» TEXTE PRÉSENTÉ
########################################

La bibliothèque libre.
Histoire du romantismeG. Charpentier et Cie, libraires-éditeurs (p. 231-239).


THÉODORE ROUSSEAU

NÉ EN 1812. — MORT EN 1867

Théodore Rousseau appartenait à cette grande génération de 1850, qui marquera dans l’avenir et dont on parlera comme d’une des époques climatériques de l’esprit humain. On eût dit qu’une flamme était descendue du ciel, le même jour, sur des fronts privilégiés. Quelle ardeur, quel enthousiasme, quel amour de l’art, quelle horreur de la vulgarité et des succès achetés par de bourgeoises concessions ! Chacun se donnait tout entier avec son effort suprême et sa plus intense originalité. Toutes les natures étaient lancées à fond de train, et l’on se souciait peu de mourir, pourvu qu’on atteignît le but. L’art se renouvelait sur toutes ses faces ; la poésie, le théâtre, le roman, la peinture, la musique formaient un bouquet de chefs-d’œuvre. Cabat avait découvert la nature sans aller bien loin. Le jardin Beaujon, le cabaret de Montsouris, la Mare aux canards, le Moulin de la galette, lui avaient suffi. Flers, le maître de Cabat, trouvait des paysages charmants aux environs d’Aumale. Théodore Rousseau, après s’être inspiré des coteaux de Sèvres et de Meudon, s’était aventuré jusqu’à la forêt de Fontainebleau, alors presque inconnue, et il y avait planté sa tente. Là il peignait des arbres, des rochers, des ciels, comme si Berlin, Bidault, Watelet, Michallon n’eussent jamais existé ; des arbres qui n’étaient pas historiques, des rochers où ne s’abritait pas la nymphe Écho, des ciels que ne traversait pas Vénus sur son char. Il rendait ce qu’il voyait avec son attitude, son dessin, sa couleur, ses rapports de ton, naïvement, sincèrement, amoureusement, ne se doutant pas que c’était là une audace presque insensée, et qu’il allait passer pour barbare, chimérique et fou.

########################################

» TÂCHE À RÉALISER
Donnez la suite du texte sur Théodore Rousseau, en commençant juste après sa dernière phrase.

» DOCUMENTS SOURCES
########################################

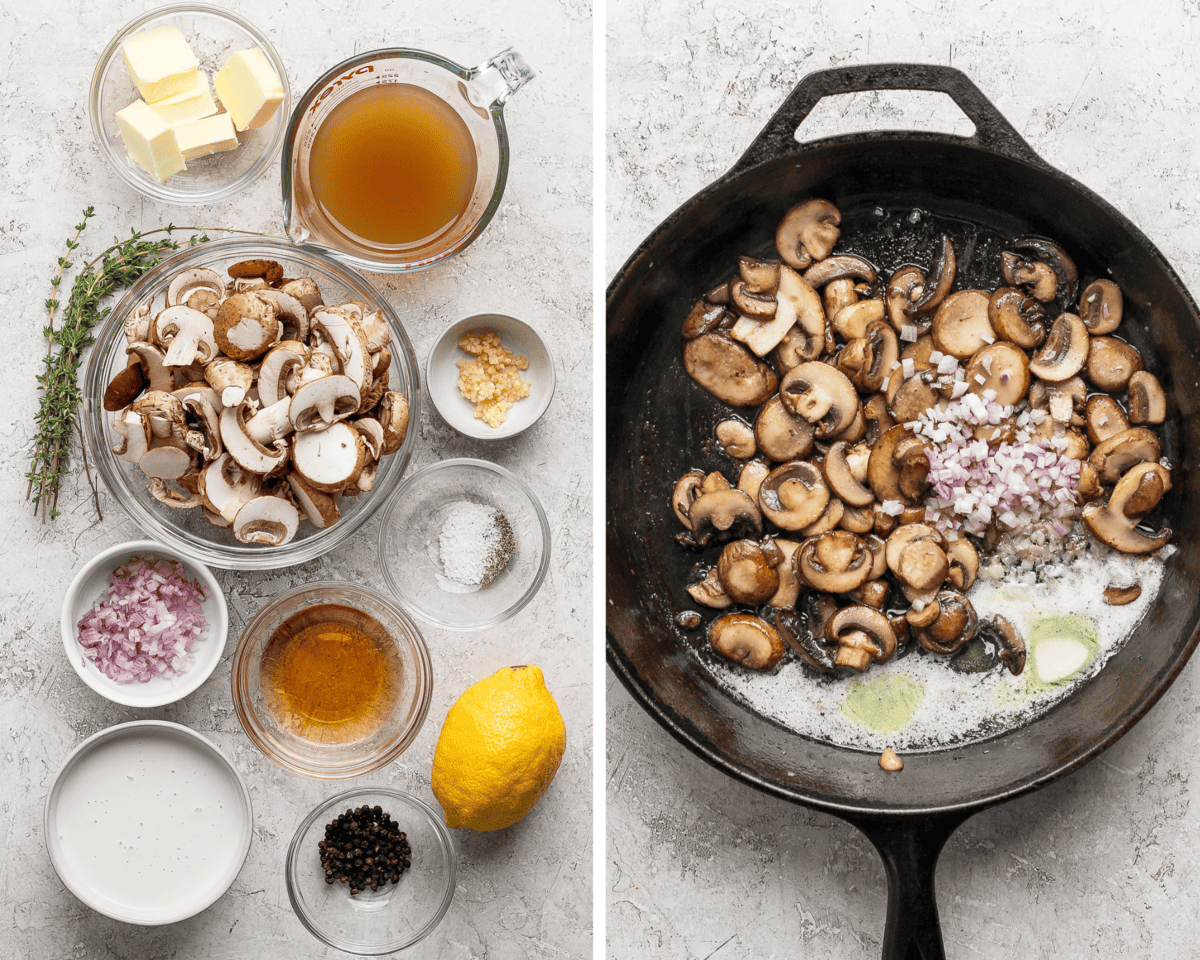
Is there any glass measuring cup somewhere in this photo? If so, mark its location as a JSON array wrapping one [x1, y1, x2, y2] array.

########################################

» RÉSULTAT OBTENU
La vérité a ce privilège lorsqu’elle se montre dans sa saine nudité, au milieu de nos vaines apparences et de nos mensonges spécieux ; on la trouve indécente et l’on veut la faire rentrer dans son puits. Après avoir paru une fois au Salon, par surprise sans doute, Rousseau en fut exclu systématiquement pendant de longues années. L’Institut semblait craindre que ce feuille révolutionnaire ne renversât la société de fond en comble. À chaque refus d’admission, c’étaient dans la jeune presse d’alors des cris, des injures, des diatribes contre le jury, dont on ne saurait se faire une idée. Quelle consommation d’épithètes et de métaphores outrageantes ! Nous-même nous étions, à l’endroit de ces pauvres jurés, d’une férocité qui nous fait sourire aujourd’hui quand le hasard met sous nos yeux ces pages virulentes, début obligatoire de tout Salon en ce temps. La forme était peut-être excessive, mais nous avions raison de défendre la liberté de l’art. Cependant Rousseau, sans se décourager, continuait à étudier la nature ; il allait la surprendre le matin en déshabillé, quand elle croit que personne ne la regarde ; il l’épiait à sa sieste de midi et surtout au crépuscule, au moment qu’elle va s’endormir. Il ne la quittait même pas la nuit et la cherchait aux heures mystérieuses, à travers la demi-transparence des ténèbres. De ces études d’une conscience si scrupuleuse, d’une observation si profonde, il faisait des tableaux pleins de hardiesse, de fougue et d’originalité, ajoutant, comme tout grand artiste, son âme à la nature. Ces tableaux, quelques amis seulement les connaissaient, et ils durent rester longtemps dans l’atelier, humiliés, poussiéreux et retournés contre les murs, comme pour cacher leur affront !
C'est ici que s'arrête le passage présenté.